» Stated task A: From the calculus text on distance, velocity and acceleration, extract the passage from "and the acceleration" up to and including "the velocity function.".

» Document:
━━━━━━━━━━
# Calculus

## Applications of Integrals # Distance, Velocity and Acceleration

## Basic Relationships

Recall from our study of derivatives that if $$x\left( t \right)$$ is the position of an object moving along a straight line at time $$t,$$ then the velocity of the object is.

$v\left( t \right) = \frac{{dx}}{{dt}},$

and the acceleration is given by

$a\left( t \right) = \frac{{dv}}{{dt}} = \frac{{{d^2}x}}{{d{t^2}}}.$

Using the integral calculus, we can calculate the velocity function from the acceleration function, and the position function from the velocity function.
━━━━━━━━━━
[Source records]
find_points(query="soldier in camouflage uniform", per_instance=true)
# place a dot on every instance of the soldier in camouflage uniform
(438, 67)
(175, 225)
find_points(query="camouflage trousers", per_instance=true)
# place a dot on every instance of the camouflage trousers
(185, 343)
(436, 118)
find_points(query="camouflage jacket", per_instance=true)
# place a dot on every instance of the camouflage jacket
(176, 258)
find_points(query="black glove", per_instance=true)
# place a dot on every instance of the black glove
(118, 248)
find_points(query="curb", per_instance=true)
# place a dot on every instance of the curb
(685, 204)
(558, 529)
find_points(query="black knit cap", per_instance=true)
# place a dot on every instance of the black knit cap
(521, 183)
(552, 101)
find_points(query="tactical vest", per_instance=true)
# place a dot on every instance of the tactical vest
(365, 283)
━━━━━━━━━━
» Stated task B: Lay out every line of the records above as a numbered list, leaving out blank lines.

» Task result A:
and the acceleration is given by

$a\left( t \right) = \frac{{dv}}{{dt}} = \frac{{{d^2}x}}{{d{t^2}}}.$

Using the integral calculus, we can calculate the velocity function from the acceleration function, and the position function from the velocity function.

» Task result B:
1. find_points(query="soldier in camouflage uniform", per_instance=true)
2. # place a dot on every instance of the soldier in camouflage uniform
3. (438, 67)
4. (175, 225)
5. find_points(query="camouflage trousers", per_instance=true)
6. # place a dot on every instance of the camouflage trousers
7. (185, 343)
8. (436, 118)
9. find_points(query="camouflage jacket", per_instance=true)
10. # place a dot on every instance of the camouflage jacket
11. (176, 258)
12. find_points(query="black glove", per_instance=true)
13. # place a dot on every instance of the black glove
14. (118, 248)
15. find_points(query="curb", per_instance=true)
16. # place a dot on every instance of the curb
17. (685, 204)
18. (558, 529)
19. find_points(query="black knit cap", per_instance=true)
20. # place a dot on every instance of the black knit cap
21. (521, 183)
22. (552, 101)
23. find_points(query="tactical vest", per_instance=true)
24. # place a dot on every instance of the tactical vest
25. (365, 283)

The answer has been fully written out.